After the meeting a memorandum was written. Only the German translation was located, leaving unanswered questions about its authors and quality of translation (the memorandum is in many respects similar to one written in April 1942 by the Rev Lambert Ehrlich, Ljubljana University theologian and supervisor of a right-wing Slovene Catholic student youth group, who the fascist authorities to arm Slovenes to fight the Partisans) The bishop's contribution is unknown other than that he delivered the memorandum to General Robotti, commander of the Italian 11th Army Corps. The memo read:

From the sound part of the Slovene people, who have declared themselves ready to seriously work together with the Italian authorities for the purpose of reestablishing order and destroying subversive and rebellious elements, the following is proposed to the military authorities:
- We should be allowed to establish protective armed units under Slovene command in all rural areas. The names of the members and commanders of these armed units will be supplied to the military authorities. ... The commanders of these units will be selected from men worthy of trust, to fully guarantee that the arms will be used exclusively against rebellious elements that endanger the land either with arms or revolutionary propaganda.
- We are convinced that without the proposed system of protective units, no self-supporting or lasting order can be maintained. The soldiers have already dispersed the camps and groups of the rebels, but many of them are still in the woods and in villages, where they are camouflaged as peace-loving citizens. Such persons are not known to the Italian armed forces. Because of their unfamiliarity with the language and the difficulty of finding those who help those who hide in the woods, it will be very difficult to find the culprits. But for the local young men such difficulties are nonexistent or can easily be overcome ...
- In addition to the protective units stationed in rural areas, it would be necessary to establish a few central units under the command of former Yugoslav officers. The task of these units would be to keep wooded areas under surveillance and to prevent the formation of armed Partisan groups.
- To achieve the given objective, it would be necessary to bring back some young, dependable former Yugoslav officers from prisoner-of-war camps, but in an unobtrusive fashion, as if letting the officers home on furlough. Their names would be proposed by us.

■ Aim of the task ■
Retype the passage on the wartime memorandum from "- In addition" to "armed Partisan groups.". The data after this passage is unrelated to it.

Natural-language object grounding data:
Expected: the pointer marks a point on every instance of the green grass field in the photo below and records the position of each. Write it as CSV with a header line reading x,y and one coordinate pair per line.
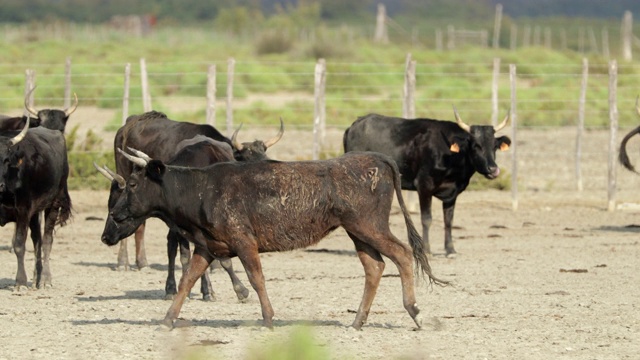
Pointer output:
x,y
362,77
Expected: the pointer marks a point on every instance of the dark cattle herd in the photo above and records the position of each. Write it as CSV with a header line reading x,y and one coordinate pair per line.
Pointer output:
x,y
230,200
436,158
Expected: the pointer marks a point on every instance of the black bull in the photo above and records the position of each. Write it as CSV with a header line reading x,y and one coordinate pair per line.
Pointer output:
x,y
435,158
199,151
158,136
242,209
33,178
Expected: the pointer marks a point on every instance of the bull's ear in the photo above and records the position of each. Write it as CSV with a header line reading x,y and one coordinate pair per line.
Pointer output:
x,y
504,143
155,170
16,159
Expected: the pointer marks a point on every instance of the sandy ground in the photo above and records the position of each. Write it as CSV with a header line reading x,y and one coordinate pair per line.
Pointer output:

■ Answer box ■
- In addition to the protective units stationed in rural areas, it would be necessary to establish a few central units under the command of former Yugoslav officers. The task of these units would be to keep wooded areas under surveillance and to prevent the formation of armed Partisan groups.